GIVEN EXERCISE = Please count the lines in the records below that contain the word "vehicle" and reply with only that number.

-- Start RECORDS SHOWN --

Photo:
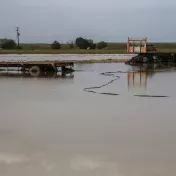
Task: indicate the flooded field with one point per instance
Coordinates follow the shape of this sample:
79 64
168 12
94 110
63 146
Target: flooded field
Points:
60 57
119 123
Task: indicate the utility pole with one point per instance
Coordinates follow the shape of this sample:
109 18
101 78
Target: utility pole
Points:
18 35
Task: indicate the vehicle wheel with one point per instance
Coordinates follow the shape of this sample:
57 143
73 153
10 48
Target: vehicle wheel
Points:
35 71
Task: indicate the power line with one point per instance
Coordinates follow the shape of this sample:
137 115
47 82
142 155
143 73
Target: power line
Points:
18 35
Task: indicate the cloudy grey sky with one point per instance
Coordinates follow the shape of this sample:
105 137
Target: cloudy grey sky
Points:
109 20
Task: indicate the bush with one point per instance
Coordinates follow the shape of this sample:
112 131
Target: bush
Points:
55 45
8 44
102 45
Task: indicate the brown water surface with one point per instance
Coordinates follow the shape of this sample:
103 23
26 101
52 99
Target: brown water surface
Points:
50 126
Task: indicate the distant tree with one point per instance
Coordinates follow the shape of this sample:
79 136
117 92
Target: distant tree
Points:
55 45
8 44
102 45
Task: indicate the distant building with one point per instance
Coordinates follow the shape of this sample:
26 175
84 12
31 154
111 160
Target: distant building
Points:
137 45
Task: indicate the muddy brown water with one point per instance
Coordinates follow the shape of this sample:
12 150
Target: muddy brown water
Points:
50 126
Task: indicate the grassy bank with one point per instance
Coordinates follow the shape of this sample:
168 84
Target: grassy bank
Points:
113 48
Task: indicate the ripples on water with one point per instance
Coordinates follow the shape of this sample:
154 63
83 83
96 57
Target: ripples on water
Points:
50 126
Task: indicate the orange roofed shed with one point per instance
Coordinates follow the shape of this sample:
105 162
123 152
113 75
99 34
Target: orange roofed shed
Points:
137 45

-- End RECORDS SHOWN --
-- Start RECORDS SHOWN --

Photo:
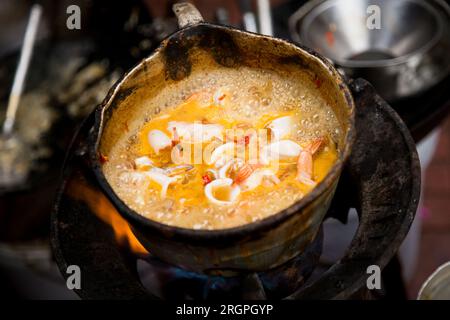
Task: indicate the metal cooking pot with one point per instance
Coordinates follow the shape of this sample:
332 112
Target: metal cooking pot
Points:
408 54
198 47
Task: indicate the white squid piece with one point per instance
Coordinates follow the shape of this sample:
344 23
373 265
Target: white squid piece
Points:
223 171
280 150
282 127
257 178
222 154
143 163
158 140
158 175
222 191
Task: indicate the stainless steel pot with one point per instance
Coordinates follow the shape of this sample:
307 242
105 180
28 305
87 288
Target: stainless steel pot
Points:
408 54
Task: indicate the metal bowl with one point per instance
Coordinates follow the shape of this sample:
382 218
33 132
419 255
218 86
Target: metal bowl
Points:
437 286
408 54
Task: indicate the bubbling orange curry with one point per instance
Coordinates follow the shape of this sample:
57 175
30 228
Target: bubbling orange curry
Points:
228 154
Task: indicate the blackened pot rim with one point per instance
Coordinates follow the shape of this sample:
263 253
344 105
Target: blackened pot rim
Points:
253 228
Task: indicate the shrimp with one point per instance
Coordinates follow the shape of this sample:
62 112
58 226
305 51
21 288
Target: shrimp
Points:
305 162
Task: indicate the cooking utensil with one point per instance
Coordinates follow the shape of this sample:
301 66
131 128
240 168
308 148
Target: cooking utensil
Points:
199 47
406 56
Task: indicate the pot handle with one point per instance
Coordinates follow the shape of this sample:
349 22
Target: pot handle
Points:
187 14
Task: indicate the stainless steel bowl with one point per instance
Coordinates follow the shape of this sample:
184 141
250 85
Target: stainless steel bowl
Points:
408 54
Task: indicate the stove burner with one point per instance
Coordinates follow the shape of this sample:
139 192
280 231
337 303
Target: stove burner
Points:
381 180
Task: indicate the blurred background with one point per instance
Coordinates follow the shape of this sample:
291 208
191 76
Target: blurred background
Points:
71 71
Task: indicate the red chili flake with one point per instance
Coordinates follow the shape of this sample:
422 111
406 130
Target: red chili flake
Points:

-- End RECORDS SHOWN --

OUTPUT OF THE TASK = 2